> **Text provided**:

= = = = =

Two misting stations

Developed jointly by Shibuya Kogyo and Dai Nippon Printing both of Japan this method of sterilizing is claimed by Shibuya Intl. (Modesto CA) to be extraordinarily effective. Bottles reach the sterilizing chamber by way of an air conveyor from NTS (Fayetteville GA). In an enclosed area bottles pass between two misting stations that direct hydrogen peroxide into and around the mouth of the bottle. Then a temporary plug is inserted into each bottle mouth to seal the bottle interior from the external atmosphere.

The plugging machine consists of a rotary turret onto which bottles are fed and held by the neck and body. The polyethylene plugs are fed from an orienting sorter to the plugging heads mounted around the circumference of the plugger turret. The plugger heads lower under cam action to insert the plugs. An air conveyor transfers the plugged bottles to the heated accumulator.

Ten minutes later the internally sterilized bottles leave the heated accumulator and are air- conveyed into what might be called an “antechamber” of the true aseptic section. This antechamber is an enclosed air conveyor in which the exterior surfaces of the bottle are sprayed with a mist of hydrogen peroxide from a series of spray heads that completely coat the bottle exteriors. This chamber also forms the barrier between the upstream equipment and the downstream aseptic filling and closing system.

Before leaving this antechamber bottles are air-conveyed through a section where the conveying air and the chamber air are heated to 50°C (122°F). Here the bottle exterior is sterilized and dried as the bottle moves to the fully aseptic chamber which has a Class 0 sterility level. Glove ports allow operators to perform troubleshooting inside this chamber without having to breach asepsis.


The first station in the aseptic chamber is deplugging. At the infeed to the rotary deplugger bottles are transferred from the air conveyor to a tabletop chain conveyor that leads to a starwheel infeed to the deplugger turret. As a bottle is transferred a top-plate holds the neck of the bottle and a plug gripper lifts by cam action to remove the plug from the bottle. The plugs are transferred to a hopper and conveyed from the aseptic chamber for reuse. Bottles are then transferred by conveyor and feedscrew to a Shibuya net-weigh filler.

= = = = =

> **Given material**:
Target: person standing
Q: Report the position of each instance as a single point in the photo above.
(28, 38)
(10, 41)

= = = = =

> **Exercise instructions**:
**A.** From the bottle sterilization text, set down the passage from "The plugging machine" to "the heated accumulator." word for word.
**B.** In the bottle sterilization text, to what temperature are the conveying air and the chamber air heated before bottles leave the antechamber?

> **Answer list**:
**A.**
The plugging machine consists of a rotary turret onto which bottles are fed and held by the neck and body. The polyethylene plugs are fed from an orienting sorter to the plugging heads mounted around the circumference of the plugger turret. The plugger heads lower under cam action to insert the plugs. An air conveyor transfers the plugged bottles to the heated accumulator.

**B.** They are heated to 50°C (122°F).